Dataset records:

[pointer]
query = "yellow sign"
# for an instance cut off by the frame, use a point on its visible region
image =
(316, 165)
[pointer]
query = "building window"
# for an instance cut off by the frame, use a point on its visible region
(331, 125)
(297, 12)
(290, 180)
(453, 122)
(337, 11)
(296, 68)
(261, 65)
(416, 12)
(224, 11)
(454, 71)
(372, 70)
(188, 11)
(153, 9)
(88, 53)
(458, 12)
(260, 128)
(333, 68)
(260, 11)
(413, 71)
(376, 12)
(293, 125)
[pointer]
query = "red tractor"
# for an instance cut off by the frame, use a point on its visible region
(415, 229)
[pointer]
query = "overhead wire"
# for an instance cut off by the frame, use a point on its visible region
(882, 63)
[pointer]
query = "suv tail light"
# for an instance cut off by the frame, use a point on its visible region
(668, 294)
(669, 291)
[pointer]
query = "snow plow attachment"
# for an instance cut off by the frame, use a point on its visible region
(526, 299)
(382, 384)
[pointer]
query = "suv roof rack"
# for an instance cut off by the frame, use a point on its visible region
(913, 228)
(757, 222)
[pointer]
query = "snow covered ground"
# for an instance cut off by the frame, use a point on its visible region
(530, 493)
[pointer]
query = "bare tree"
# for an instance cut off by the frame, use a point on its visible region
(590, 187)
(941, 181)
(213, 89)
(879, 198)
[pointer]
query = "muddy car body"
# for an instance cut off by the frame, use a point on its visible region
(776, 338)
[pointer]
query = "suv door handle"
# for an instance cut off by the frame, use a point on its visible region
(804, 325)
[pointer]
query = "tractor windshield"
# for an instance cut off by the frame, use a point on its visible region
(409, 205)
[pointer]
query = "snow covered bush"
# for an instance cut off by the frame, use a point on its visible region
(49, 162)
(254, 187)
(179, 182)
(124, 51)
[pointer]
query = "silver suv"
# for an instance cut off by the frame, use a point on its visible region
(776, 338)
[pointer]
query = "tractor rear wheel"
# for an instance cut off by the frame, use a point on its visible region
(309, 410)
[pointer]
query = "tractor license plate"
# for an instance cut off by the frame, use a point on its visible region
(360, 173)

• Your instructions: Using the data above, return each line that includes the word "snow".

• Result:
query = "snow plow attachment"
query = "snow covered ground"
query = "snow covered bush"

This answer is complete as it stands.